▶ WHAT IS NEEDED
Reproduce nothing but the lines from the one with "Examine the provided image for any boy's hand." down to the last line of the data below.
#### SOURCE MATERIAL ####
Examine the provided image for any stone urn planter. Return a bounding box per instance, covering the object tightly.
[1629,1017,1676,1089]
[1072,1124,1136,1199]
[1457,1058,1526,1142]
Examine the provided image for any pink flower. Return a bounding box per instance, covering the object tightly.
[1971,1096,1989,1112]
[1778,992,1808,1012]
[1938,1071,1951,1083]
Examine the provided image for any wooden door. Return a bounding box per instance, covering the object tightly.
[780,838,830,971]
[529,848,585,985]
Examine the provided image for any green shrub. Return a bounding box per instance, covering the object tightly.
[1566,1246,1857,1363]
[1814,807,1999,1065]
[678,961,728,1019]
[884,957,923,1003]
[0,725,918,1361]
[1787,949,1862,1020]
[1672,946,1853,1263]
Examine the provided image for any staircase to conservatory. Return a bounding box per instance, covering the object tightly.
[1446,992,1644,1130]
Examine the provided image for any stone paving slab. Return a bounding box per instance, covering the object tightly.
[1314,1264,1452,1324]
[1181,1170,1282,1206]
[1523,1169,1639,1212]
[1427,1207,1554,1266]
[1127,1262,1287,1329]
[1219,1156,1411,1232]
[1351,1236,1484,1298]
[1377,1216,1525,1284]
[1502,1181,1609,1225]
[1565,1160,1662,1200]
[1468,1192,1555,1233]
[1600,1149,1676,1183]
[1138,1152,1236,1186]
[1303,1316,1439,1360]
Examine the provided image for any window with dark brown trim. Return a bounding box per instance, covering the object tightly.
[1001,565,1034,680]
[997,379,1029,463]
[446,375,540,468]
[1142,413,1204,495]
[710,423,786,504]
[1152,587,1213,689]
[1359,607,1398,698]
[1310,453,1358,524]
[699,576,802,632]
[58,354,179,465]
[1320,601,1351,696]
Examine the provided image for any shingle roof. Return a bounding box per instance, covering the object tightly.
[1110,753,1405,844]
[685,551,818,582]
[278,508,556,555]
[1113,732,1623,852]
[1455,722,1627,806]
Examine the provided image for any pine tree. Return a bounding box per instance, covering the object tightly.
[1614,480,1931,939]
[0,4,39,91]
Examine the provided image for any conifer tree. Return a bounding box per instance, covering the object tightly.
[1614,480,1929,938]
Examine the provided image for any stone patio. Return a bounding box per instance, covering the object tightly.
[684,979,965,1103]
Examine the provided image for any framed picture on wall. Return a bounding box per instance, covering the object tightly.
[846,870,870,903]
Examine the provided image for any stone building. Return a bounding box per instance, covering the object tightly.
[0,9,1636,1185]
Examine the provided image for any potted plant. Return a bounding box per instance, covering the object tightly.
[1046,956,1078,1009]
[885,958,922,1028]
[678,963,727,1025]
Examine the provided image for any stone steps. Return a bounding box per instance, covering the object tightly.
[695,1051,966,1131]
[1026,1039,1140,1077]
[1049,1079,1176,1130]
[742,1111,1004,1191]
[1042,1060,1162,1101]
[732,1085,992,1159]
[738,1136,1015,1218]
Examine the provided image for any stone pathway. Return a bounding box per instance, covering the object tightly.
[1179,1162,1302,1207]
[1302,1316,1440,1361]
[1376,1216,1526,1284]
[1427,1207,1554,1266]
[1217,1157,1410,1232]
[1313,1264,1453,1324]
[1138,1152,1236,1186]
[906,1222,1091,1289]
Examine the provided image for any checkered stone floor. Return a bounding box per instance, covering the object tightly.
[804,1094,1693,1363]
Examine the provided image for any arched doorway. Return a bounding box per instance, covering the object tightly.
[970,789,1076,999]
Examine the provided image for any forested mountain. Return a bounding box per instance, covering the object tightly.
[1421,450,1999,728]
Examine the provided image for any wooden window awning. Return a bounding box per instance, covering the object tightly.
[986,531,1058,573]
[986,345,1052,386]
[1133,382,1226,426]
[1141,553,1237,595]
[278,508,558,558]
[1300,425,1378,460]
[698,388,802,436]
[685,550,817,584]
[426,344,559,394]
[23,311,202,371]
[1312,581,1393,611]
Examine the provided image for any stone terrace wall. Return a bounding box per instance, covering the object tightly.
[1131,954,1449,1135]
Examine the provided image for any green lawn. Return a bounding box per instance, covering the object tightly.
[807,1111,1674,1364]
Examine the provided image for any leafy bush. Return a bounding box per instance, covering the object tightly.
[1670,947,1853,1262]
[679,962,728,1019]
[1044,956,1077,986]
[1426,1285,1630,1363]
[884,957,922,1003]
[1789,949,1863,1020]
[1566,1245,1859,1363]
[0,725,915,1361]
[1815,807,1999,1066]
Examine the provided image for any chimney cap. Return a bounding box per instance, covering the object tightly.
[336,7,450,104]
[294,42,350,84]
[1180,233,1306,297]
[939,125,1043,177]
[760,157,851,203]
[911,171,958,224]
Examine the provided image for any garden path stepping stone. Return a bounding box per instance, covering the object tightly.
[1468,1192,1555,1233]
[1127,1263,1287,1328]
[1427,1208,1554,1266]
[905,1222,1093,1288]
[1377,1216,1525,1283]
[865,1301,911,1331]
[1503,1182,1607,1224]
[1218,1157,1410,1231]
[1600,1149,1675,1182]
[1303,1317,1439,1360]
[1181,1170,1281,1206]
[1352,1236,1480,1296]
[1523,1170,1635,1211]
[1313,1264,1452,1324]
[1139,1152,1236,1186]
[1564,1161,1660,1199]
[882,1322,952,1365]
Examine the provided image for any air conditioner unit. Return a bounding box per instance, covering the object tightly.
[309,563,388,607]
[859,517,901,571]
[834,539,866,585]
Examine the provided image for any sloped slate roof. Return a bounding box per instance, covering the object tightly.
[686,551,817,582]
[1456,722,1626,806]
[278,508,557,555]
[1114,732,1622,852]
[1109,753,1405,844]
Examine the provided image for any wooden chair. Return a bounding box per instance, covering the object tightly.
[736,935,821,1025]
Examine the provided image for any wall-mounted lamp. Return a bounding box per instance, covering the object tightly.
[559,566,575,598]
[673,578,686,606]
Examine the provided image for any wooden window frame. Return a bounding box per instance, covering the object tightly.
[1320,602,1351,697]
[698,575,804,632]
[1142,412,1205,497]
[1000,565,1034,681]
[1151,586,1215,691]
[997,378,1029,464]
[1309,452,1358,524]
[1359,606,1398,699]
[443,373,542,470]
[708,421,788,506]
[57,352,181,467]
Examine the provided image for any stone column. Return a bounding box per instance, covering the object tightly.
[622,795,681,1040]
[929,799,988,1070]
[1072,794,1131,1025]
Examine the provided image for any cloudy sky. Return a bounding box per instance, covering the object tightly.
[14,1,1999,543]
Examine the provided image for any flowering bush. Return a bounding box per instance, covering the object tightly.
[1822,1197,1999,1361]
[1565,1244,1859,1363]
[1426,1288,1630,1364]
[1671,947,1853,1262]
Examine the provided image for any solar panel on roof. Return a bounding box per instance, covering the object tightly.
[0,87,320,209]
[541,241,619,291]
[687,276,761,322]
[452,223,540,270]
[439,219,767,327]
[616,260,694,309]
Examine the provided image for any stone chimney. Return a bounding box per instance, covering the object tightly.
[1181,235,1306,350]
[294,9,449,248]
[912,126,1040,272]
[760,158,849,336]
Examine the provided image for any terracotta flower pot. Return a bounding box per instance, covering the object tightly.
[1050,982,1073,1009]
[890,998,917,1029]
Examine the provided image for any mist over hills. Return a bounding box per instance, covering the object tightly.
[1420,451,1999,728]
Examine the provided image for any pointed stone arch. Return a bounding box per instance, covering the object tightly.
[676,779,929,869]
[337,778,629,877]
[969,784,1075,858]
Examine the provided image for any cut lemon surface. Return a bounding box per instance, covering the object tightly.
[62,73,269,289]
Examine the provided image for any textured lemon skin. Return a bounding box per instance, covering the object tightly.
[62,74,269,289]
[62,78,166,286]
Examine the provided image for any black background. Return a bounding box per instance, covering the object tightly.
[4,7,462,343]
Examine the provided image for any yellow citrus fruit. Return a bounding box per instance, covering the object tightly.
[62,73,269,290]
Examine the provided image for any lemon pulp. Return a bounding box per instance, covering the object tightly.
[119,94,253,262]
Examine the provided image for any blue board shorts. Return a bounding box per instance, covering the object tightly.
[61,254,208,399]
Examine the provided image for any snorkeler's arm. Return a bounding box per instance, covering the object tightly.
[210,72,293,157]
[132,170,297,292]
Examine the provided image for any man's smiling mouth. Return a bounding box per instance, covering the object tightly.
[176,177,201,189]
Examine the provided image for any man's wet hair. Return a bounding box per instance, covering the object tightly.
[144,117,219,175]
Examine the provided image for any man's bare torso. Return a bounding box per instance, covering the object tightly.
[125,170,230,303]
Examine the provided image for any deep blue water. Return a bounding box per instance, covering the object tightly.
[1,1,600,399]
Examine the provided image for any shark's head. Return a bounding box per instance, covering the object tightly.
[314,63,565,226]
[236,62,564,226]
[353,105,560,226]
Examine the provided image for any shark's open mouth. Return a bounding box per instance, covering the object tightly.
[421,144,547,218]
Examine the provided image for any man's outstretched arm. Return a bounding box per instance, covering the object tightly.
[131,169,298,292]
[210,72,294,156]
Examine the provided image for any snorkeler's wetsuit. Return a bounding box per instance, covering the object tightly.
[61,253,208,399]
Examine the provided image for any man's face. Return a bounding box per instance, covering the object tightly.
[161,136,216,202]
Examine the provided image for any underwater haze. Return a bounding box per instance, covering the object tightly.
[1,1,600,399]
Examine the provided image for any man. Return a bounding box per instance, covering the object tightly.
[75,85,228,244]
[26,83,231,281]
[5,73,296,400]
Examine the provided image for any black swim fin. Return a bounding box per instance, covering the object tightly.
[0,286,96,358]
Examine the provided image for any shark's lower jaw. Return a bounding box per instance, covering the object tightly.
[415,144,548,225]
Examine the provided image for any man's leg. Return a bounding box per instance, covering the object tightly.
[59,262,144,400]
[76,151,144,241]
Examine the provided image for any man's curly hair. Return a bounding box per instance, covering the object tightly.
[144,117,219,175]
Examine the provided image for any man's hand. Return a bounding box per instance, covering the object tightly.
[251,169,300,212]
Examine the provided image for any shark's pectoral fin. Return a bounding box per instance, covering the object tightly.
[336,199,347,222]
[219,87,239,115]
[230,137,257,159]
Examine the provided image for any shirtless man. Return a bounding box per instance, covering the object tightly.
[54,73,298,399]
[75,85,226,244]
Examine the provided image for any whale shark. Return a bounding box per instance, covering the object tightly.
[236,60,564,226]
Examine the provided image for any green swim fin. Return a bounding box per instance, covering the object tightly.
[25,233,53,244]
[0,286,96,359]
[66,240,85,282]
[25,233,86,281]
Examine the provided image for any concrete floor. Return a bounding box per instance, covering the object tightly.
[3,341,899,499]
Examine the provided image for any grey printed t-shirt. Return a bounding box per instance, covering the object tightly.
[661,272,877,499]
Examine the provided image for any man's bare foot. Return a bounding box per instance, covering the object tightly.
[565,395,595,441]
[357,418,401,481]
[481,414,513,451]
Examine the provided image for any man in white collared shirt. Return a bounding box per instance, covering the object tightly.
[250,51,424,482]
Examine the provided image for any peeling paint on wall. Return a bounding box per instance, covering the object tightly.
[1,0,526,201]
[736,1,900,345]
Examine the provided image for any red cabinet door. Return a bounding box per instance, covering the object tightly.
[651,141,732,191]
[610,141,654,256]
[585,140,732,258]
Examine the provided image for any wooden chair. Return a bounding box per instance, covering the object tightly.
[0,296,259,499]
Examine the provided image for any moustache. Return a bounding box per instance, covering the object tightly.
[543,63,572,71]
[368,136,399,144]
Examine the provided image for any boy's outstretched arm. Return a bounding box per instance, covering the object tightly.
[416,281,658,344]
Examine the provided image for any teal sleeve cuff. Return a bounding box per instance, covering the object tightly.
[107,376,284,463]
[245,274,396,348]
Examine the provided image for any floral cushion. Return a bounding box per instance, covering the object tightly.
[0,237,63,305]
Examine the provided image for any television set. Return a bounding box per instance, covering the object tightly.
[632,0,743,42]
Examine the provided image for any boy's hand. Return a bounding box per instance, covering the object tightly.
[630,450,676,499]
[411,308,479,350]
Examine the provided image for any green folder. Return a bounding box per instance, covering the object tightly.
####
▶ FINISHED EXERCISE
Examine the provided image for any boy's hand. Return a bounding box per instance, covering the object tightly.
[630,450,676,499]
[411,308,479,350]
Examine the provided image for any green folder. Return a bounding box per instance, covering the object tightly.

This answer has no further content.